**GIVEN DATA**
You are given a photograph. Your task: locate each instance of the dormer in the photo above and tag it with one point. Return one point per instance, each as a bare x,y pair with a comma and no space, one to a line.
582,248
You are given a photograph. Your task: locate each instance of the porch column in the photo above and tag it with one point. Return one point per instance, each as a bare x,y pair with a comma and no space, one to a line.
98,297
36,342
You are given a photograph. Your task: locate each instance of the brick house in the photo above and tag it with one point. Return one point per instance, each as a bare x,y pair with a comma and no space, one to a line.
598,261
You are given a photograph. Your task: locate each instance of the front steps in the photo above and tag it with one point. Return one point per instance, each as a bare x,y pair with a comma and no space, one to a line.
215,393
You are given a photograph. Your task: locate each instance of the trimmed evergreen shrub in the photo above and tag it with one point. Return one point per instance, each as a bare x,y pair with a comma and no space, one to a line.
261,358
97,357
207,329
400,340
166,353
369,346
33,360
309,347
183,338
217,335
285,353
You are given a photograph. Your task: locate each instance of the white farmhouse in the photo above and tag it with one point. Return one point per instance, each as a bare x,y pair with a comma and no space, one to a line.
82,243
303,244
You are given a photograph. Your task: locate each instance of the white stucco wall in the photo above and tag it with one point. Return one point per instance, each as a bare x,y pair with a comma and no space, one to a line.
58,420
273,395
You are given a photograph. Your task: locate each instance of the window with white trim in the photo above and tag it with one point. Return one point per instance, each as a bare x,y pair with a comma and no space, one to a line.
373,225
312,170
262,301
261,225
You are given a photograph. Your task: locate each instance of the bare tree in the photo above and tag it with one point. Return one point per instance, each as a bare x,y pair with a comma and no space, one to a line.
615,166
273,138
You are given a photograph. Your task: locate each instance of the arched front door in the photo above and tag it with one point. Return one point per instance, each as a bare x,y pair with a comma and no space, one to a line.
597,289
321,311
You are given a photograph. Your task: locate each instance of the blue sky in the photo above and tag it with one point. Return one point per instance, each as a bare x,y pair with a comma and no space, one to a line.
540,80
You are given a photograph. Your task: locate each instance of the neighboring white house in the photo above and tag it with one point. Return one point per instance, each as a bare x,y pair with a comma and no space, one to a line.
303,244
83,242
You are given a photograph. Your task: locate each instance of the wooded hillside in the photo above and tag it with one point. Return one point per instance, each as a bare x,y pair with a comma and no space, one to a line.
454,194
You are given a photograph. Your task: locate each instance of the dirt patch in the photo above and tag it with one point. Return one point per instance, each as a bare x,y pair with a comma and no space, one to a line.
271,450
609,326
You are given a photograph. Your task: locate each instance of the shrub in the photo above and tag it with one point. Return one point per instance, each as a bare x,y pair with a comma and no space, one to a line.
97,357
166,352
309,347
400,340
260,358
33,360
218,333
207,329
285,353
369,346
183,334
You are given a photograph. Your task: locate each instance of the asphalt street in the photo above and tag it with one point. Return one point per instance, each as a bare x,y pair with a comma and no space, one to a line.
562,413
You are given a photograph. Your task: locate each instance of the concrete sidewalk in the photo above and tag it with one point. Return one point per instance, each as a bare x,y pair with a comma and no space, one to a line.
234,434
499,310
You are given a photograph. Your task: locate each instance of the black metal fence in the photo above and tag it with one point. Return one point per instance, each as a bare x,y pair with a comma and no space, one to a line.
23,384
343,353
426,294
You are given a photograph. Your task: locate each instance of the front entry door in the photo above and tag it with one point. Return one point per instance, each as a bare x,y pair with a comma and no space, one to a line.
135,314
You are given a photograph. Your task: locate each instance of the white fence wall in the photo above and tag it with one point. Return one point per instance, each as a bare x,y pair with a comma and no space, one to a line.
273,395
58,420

**BRIEF**
Copy the records above exactly as they appear.

**EXERCISE SOLUTION**
You are given a photograph. Your task: locate each instance of the dormer in the photo above and tag it with one point. Return one point per instance, each as a bare x,y pair with a comma and no space, one to a line.
582,248
You are given a photograph. Your task: locate each instance of the porch column in the photo above and tag it with one point. Return one point per instance, each as a bare x,y pair with a comma and no space, one to a line.
98,297
36,342
You are given a photograph. Your task: locate each instance of the brick house in the photo above and tag it with one point. Return one point per instance, each as a bare x,y pair with a comma and no space, one to a line.
598,261
You are given a photograph. Your task: locate each instance of the front steps in the photo above and tag it with one point. Return one point per instance, each as a bare x,y pair with a comma and no space, one to a line.
215,393
You are given a photograph. Your task: locate each instance of the trimmed evergreen shrub in the photo above and tag it with one point. Return one point per instance, each as a bare x,y pair with a comma and no space, one to a line.
261,358
97,357
207,329
400,340
166,353
369,346
33,360
309,347
183,338
217,335
285,353
You are given a photograph. Your task: locate each instance of the white farmhouse in the photo above and tag it with one point. Return one point per instance, each as a bare x,y pair with a comma and no space, one to a line.
82,243
303,244
You are given a photograph. Your task: locate each instance of the white stucco wall in the photo above and tag it with one point. Return one point per instance, each as a bare x,y pair with a comma and no space, one to a line.
58,420
273,395
You are given a photograph. Your task: locate each instance of the window with white trim in the photo above and tag it with one point. Return one point per instance, each as a bare x,y pair with a comma and no space, one to a line.
373,225
312,170
262,301
261,225
You are given a photograph. Your task: locate each instance of the bare tree in the photo above and tag it with one point. Return one point per instance, each as a bare x,y pair with a comma and no space, one to a line.
615,166
273,138
You are given a photograph. Your task: locate each instance of the arched front door in the photo above and tag it with one point. Return one point per instance, each as a bare x,y pair with a comma and no space, one to a line.
597,289
321,311
You are given a photograph. Your task: locate each instance of the blue sky in the photo above and tag it with one point. Return one point per instance, each as a bare x,y pair with a comma and no space, one to a line.
540,80
You are given a photograph. Your task: locate each instance of the neighboring white house in the photo above and tag it with one point. Return one point per instance, each as a bare x,y pair with a comma and no space, one to a line.
303,244
83,242
You are given a photograph. Your task: locate each instance of the wooded hillside in the photo above and tag it with one point. Return one point per instance, each as a bare x,y pair with a comma and no space, one to a line.
454,194
You are given a photograph. Your task: locate each instance of the dirt patch in the photo above and tag it with one point. Return one point per instance, each as a bare x,y pair with a comma and no space, one to a line.
271,450
609,326
You are given a photograph. Your task: locate each instance of the shrub in the photo above and tag it with one point. Return one point per instance, each as a bare x,y pair with a comma and no space, one to a line.
97,357
166,352
309,347
400,340
260,358
33,360
218,333
207,329
285,353
369,346
183,334
You are given a photograph. Your task: locate each instance of the asphalt street in the photo above and tag it with one point. Return one point per instance, each as a bare x,y pair with a comma and no space, one to a line.
562,413
You are given a photograph. Your task: locate each instance of the concrete sidewalk in the photo above and tag it with one point. Return one point per instance, each as a bare x,y pair with a comma and no space, one to a line.
234,434
499,310
You are given a photograph. Your task: locate each instance of the black metal fence in the photo above and tag it with one point. Return one point per instance, each as a bare x,y pair with a comma and no space, one to a line.
23,384
343,353
426,294
You are given a photograph. Your task: locate each instance of the front entry door in the photo above and tag it with one point. Return one point per instance, each as a bare x,y pair with a comma and no space, one to a line.
135,314
You are given a photograph. Your task: locate each instance of the white fence wall in the photo above and tag it with one point. Return one point per instance, each as a bare x,y pair with a comma and no space, one to a line.
273,395
58,420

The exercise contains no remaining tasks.